-- Begin SUPPLIED MATERIAL --

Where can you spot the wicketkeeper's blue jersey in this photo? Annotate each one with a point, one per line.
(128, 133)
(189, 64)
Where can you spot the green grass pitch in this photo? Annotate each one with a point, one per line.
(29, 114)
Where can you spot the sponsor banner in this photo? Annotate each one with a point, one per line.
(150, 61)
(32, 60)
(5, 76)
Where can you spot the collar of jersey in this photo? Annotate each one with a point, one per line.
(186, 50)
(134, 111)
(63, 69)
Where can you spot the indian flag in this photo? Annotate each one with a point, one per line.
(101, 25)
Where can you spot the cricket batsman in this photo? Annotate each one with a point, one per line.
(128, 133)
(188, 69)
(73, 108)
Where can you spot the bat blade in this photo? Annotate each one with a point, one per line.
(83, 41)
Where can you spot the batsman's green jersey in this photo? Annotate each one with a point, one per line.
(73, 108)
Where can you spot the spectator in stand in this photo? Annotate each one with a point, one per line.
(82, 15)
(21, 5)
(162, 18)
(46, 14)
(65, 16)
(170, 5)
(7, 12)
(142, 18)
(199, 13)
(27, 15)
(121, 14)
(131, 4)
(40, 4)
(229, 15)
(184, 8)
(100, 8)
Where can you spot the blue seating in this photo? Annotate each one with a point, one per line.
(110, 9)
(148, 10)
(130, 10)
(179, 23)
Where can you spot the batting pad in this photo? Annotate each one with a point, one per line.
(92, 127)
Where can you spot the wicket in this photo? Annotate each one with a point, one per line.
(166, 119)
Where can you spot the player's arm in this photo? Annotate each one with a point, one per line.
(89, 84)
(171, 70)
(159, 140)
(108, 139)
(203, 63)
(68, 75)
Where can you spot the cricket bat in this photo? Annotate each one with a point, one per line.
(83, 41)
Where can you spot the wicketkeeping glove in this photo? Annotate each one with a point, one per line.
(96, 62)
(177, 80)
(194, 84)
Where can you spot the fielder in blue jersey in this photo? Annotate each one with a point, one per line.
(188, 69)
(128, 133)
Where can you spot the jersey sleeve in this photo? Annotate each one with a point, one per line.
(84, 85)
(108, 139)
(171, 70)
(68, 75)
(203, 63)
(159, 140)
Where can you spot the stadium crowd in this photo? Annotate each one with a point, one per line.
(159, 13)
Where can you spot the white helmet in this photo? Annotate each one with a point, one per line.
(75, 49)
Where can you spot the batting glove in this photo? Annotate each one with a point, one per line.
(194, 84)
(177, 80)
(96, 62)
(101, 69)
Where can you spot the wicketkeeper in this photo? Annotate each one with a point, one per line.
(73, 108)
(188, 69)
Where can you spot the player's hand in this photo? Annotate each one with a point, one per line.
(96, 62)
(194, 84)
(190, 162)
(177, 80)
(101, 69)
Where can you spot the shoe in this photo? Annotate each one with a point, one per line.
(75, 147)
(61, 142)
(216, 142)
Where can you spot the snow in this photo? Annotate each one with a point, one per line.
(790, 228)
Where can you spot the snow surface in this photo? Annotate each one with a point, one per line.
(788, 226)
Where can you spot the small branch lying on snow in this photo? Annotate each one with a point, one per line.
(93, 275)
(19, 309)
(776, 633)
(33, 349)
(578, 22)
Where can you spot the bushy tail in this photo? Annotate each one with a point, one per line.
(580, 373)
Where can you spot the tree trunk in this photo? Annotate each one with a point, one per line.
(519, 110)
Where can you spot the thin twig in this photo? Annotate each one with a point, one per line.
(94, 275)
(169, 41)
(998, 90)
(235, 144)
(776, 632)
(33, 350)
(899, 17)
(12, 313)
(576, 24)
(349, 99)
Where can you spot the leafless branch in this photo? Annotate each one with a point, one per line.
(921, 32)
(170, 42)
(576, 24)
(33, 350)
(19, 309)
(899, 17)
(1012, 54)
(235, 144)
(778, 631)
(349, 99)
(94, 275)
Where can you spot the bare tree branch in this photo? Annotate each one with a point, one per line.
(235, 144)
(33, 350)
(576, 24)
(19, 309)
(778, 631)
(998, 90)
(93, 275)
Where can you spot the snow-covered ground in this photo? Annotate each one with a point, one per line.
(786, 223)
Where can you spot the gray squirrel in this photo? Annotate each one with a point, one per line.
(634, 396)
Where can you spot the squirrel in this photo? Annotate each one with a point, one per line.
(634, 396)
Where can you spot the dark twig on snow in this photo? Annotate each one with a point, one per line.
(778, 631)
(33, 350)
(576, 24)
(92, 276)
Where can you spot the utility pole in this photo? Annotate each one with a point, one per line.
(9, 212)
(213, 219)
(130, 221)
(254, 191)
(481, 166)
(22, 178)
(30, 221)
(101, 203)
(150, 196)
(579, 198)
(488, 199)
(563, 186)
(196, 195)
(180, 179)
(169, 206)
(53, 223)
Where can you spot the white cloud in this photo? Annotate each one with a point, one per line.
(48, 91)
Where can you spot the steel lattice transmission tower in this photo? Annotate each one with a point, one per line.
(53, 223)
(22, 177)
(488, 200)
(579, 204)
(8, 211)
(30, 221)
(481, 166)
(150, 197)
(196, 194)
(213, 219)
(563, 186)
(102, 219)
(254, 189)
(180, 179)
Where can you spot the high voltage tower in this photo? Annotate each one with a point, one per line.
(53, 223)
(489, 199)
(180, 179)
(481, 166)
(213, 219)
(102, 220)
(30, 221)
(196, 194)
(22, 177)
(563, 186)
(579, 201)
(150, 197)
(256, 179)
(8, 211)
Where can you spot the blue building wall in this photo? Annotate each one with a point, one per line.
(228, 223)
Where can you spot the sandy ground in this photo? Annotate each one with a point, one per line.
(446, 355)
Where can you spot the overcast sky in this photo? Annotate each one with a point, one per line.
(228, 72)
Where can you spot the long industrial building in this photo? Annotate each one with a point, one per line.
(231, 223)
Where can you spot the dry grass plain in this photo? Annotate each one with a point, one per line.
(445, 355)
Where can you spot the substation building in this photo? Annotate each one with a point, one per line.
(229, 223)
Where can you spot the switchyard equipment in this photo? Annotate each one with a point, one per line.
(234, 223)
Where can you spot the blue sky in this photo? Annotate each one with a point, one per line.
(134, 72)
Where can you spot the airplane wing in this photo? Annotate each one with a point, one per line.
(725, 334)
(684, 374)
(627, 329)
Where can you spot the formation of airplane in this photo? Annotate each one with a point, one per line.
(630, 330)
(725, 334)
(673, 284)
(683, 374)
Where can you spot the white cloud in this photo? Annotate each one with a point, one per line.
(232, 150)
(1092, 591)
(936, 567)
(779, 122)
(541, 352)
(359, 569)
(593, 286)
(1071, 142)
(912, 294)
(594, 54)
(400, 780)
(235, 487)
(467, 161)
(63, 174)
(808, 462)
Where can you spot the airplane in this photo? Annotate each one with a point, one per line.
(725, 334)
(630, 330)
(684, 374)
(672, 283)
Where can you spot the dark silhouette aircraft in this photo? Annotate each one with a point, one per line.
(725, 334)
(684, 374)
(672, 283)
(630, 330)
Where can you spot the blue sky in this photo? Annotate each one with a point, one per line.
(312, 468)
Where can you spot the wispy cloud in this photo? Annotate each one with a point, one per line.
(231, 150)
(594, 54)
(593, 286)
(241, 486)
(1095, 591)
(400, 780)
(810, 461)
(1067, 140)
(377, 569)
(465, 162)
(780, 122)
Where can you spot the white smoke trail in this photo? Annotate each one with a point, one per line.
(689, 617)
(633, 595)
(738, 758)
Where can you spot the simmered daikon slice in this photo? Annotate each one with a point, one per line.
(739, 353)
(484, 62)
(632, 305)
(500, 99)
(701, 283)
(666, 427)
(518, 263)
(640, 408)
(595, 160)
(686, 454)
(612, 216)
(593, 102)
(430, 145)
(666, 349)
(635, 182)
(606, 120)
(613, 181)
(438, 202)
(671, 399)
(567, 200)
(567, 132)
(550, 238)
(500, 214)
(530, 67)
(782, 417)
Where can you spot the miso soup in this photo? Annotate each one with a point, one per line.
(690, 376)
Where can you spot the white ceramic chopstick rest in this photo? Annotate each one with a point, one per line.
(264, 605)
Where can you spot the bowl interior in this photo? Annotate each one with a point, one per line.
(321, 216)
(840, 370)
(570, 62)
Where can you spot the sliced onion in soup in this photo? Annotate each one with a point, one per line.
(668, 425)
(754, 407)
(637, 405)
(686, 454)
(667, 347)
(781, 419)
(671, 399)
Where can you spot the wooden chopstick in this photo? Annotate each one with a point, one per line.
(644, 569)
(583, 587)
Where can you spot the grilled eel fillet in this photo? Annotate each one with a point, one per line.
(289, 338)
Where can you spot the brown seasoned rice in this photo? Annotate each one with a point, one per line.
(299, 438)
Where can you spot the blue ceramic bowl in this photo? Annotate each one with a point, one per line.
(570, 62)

-- End SUPPLIED MATERIAL --

TASK GOAL
The lines to reproduce run from the one that contains "Where can you spot the bowl" through the last line above; copy them exactly.

CORRECT ANSWER
Where can you spot the bowl interior in this photo? Annotate each one with a point, one per line.
(321, 216)
(840, 370)
(570, 62)
Where can you spot the sliced onion in soup in this photo? Annotate each one with a point, one per line.
(668, 425)
(754, 407)
(637, 405)
(686, 454)
(667, 347)
(781, 419)
(671, 399)
Where can you spot the wooden chopstick in this photo? Annotate each one with a point, one per line.
(644, 569)
(583, 587)
Where can you spot the grilled eel fillet in this photo? Annotate each one with a point, one per line.
(289, 338)
Where can you spot the brown seasoned rice in this photo? Annotate each one with a point, one per line.
(299, 438)
Where can you spot the blue ceramic bowl in this photo? Annotate each one with a point, one per line.
(570, 62)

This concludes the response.